Scan the material that follows. Copy every line containing the word "child".

▶ _Source material_
⁂

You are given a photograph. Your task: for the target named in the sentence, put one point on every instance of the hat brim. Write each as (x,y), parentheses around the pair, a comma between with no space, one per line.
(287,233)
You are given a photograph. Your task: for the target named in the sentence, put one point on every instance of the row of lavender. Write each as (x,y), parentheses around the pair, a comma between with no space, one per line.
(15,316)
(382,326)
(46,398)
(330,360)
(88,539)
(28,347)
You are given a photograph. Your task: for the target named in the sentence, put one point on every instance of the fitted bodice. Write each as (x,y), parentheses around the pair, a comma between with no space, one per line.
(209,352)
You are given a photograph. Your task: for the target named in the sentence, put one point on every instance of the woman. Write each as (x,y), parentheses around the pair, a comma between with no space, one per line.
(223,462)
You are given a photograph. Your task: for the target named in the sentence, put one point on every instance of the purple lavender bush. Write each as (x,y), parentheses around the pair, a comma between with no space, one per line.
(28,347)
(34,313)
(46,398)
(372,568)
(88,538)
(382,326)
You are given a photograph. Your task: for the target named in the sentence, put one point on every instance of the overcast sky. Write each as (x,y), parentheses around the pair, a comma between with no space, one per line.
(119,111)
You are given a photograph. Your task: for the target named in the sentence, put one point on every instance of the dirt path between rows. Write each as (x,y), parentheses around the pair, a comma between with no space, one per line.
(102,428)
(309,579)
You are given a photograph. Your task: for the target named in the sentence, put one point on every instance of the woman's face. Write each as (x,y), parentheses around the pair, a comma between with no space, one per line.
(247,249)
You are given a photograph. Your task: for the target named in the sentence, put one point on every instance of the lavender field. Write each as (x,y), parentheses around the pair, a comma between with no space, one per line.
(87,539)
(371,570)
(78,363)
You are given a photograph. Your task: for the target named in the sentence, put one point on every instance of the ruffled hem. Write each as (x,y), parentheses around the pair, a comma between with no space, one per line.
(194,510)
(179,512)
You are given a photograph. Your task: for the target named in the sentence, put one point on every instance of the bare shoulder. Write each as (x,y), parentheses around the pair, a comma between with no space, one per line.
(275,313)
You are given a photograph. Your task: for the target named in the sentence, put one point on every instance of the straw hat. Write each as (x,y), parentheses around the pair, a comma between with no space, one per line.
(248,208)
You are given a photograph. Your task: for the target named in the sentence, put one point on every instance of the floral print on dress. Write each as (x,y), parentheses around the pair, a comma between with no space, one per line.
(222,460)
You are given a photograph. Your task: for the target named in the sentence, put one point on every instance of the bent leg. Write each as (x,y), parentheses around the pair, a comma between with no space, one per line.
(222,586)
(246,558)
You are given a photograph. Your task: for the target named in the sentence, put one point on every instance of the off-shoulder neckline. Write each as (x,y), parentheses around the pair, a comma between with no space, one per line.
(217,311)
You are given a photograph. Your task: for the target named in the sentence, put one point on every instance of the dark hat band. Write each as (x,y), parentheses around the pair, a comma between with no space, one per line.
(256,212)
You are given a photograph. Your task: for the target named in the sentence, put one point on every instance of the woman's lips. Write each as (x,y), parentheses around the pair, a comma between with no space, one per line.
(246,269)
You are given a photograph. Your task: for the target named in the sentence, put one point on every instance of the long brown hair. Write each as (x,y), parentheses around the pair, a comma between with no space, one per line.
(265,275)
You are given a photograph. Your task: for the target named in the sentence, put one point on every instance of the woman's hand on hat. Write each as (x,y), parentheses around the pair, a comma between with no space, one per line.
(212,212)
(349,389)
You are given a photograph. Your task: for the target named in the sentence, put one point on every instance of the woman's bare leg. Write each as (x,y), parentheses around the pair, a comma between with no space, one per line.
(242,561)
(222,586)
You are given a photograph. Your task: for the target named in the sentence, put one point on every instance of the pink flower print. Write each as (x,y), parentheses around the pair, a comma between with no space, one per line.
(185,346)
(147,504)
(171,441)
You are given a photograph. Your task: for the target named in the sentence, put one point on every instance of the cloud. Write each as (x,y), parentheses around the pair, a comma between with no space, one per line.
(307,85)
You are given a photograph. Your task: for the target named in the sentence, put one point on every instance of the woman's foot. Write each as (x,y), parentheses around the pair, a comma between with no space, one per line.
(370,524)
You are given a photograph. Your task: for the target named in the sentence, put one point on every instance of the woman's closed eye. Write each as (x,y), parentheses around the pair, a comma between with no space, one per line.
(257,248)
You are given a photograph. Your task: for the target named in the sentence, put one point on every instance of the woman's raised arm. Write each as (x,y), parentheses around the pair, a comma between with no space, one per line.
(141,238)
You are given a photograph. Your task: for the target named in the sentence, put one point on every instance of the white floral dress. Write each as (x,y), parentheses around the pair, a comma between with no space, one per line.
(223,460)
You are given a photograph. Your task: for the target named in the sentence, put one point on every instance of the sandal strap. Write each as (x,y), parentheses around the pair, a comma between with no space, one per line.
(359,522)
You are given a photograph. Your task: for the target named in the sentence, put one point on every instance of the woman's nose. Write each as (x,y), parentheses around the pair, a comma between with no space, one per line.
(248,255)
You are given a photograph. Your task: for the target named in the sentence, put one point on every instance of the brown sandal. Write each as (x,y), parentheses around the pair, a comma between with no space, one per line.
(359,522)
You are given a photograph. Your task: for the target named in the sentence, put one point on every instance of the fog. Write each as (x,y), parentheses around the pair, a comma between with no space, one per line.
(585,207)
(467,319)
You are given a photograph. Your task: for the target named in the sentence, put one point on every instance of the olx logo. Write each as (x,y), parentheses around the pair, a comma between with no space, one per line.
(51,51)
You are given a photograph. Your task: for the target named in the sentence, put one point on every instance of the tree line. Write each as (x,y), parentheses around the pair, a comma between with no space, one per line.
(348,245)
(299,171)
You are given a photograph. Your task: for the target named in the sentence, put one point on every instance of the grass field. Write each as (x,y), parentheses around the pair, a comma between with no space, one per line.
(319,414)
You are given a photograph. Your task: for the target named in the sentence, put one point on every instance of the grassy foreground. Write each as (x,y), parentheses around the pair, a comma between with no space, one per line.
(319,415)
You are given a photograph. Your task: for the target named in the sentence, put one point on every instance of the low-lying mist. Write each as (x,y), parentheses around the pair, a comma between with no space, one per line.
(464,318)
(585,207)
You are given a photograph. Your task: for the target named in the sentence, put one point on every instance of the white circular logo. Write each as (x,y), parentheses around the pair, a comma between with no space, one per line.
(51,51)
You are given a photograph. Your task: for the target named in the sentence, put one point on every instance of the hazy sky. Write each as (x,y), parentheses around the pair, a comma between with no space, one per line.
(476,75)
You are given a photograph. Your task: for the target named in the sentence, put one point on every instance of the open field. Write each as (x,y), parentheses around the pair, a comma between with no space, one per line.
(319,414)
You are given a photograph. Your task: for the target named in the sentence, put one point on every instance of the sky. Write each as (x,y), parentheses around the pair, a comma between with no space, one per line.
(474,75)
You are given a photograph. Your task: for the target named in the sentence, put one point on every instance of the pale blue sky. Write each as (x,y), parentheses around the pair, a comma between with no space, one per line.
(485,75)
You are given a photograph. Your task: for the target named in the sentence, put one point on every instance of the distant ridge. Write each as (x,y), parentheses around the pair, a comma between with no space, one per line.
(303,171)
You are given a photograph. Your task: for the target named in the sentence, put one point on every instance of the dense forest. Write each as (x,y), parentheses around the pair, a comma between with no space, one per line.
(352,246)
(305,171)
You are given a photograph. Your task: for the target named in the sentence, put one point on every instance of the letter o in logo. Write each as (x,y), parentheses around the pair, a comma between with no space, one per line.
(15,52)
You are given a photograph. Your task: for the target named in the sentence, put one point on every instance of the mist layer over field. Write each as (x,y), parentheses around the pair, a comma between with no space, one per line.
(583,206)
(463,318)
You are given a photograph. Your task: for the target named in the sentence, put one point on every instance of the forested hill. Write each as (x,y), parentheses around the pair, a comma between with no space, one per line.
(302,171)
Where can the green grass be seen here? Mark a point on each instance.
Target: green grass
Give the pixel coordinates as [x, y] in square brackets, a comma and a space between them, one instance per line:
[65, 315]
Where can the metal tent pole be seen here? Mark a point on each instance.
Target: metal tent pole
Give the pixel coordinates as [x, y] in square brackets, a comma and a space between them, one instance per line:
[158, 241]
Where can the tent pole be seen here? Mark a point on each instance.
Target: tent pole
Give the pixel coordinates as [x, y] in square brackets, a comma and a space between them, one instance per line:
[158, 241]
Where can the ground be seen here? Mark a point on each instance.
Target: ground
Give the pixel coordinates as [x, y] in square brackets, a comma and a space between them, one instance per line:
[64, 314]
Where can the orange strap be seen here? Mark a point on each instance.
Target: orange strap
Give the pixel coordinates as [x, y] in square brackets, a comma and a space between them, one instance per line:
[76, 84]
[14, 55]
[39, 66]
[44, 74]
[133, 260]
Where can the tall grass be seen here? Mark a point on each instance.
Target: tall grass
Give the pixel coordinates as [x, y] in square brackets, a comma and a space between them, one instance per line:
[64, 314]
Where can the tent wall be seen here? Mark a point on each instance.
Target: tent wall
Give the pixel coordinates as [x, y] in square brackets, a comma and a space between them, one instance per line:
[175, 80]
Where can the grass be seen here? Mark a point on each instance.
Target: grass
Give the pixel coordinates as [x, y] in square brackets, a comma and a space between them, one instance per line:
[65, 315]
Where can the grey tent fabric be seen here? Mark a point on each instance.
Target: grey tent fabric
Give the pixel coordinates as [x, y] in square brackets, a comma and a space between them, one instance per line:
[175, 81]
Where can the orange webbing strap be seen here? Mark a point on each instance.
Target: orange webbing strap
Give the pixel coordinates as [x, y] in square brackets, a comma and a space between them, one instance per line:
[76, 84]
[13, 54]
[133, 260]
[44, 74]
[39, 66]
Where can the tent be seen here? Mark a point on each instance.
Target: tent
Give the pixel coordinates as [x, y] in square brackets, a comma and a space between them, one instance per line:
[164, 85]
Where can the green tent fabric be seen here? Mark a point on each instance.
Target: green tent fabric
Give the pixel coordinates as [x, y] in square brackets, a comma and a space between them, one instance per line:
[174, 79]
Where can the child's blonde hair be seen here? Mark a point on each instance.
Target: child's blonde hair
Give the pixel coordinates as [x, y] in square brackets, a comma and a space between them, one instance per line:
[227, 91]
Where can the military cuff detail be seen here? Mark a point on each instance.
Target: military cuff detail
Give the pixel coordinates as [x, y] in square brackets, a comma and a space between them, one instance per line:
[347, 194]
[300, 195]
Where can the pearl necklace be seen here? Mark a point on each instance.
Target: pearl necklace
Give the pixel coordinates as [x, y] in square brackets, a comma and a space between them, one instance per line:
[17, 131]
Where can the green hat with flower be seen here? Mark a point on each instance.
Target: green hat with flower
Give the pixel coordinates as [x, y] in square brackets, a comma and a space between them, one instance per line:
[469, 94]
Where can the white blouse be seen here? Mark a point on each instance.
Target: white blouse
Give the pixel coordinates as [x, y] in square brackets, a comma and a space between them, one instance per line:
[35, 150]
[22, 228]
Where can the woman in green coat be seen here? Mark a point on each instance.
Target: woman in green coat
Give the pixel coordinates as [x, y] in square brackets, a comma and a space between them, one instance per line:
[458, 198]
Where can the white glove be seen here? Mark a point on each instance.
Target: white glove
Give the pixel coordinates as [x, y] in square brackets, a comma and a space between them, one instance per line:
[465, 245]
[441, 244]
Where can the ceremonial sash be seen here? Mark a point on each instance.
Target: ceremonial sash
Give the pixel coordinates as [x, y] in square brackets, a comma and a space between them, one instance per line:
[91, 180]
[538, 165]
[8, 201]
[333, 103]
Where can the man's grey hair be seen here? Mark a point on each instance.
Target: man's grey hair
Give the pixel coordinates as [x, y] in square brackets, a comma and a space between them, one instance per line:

⁂

▶ _Written reply_
Where can the child's blonde hair be seen here? Mark a point on each instance.
Target: child's blonde hair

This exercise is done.